-- What you need to do --
A verbatim transcript of the lines below, starting at the first and ending with the one that holds "target = blue sky", is what should be produced.

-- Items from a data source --
■ ■ ■ ■ ■
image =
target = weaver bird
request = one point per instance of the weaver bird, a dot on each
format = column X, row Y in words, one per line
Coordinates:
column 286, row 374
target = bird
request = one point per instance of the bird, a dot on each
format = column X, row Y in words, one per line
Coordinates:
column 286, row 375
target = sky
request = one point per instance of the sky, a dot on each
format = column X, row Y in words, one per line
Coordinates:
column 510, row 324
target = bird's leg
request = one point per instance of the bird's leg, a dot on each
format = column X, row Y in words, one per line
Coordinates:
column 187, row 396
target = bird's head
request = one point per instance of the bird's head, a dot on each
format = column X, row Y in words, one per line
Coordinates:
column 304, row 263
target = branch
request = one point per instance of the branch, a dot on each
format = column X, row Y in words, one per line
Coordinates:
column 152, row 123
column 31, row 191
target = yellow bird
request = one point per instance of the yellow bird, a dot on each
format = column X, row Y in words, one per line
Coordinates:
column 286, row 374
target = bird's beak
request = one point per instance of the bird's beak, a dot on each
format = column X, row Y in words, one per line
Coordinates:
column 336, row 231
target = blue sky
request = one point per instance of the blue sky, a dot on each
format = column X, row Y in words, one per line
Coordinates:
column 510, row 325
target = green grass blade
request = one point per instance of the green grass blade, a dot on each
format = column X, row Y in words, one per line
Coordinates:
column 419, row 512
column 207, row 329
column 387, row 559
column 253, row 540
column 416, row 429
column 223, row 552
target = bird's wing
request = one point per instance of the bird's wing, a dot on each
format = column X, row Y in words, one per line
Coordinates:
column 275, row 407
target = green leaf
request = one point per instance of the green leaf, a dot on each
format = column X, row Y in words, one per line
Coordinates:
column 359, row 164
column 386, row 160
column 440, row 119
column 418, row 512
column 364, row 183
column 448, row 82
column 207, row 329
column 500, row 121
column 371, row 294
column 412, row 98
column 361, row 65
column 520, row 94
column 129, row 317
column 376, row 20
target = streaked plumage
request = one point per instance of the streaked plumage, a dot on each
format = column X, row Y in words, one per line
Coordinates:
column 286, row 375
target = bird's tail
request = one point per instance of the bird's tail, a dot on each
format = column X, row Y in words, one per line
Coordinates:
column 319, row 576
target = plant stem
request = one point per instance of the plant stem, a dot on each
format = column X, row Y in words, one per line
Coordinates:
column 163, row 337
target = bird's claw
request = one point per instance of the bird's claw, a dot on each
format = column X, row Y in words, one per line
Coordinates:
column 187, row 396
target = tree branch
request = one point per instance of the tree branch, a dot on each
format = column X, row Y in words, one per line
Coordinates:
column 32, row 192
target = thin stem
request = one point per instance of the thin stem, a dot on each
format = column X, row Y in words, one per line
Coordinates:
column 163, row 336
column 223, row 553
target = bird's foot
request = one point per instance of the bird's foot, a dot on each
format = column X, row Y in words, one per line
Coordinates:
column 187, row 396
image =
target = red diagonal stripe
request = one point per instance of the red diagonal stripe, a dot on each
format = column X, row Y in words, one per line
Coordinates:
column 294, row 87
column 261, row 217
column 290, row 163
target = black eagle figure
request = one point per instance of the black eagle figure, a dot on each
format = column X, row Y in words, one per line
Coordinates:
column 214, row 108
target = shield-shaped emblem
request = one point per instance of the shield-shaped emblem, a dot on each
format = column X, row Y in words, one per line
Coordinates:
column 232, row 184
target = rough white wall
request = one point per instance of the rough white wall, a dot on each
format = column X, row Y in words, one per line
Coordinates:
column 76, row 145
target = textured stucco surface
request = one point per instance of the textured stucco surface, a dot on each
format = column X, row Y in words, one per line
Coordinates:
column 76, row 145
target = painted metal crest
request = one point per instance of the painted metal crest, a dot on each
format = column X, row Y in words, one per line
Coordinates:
■ ■ ■ ■ ■
-- Result for this exercise --
image =
target = weaver bird
request = one point per instance of the weaver bird, a dot on each
format = column X, row Y in words, one per line
Coordinates:
column 286, row 374
target = bird
request = one point per instance of the bird, a dot on each
format = column X, row Y in words, one per line
Coordinates:
column 286, row 375
target = sky
request = one point per instance of the sky, a dot on each
format = column X, row Y in words, one per line
Coordinates:
column 510, row 324
target = bird's leg
request = one point per instance of the bird's leg, a dot on each
format = column X, row Y in words, one per line
Coordinates:
column 187, row 396
target = bird's head
request = one point per instance of the bird's head, a dot on each
format = column X, row Y in words, one per line
Coordinates:
column 304, row 263
target = branch
request = one point per instance of the branch, a dot on each
format = column X, row Y in words, one per line
Coordinates:
column 152, row 123
column 31, row 191
target = yellow bird
request = one point per instance of the yellow bird, a dot on each
format = column X, row Y in words, one per line
Coordinates:
column 286, row 374
target = bird's beak
request = one point per instance of the bird's beak, a dot on each
format = column X, row Y in words, one per line
Coordinates:
column 336, row 231
target = blue sky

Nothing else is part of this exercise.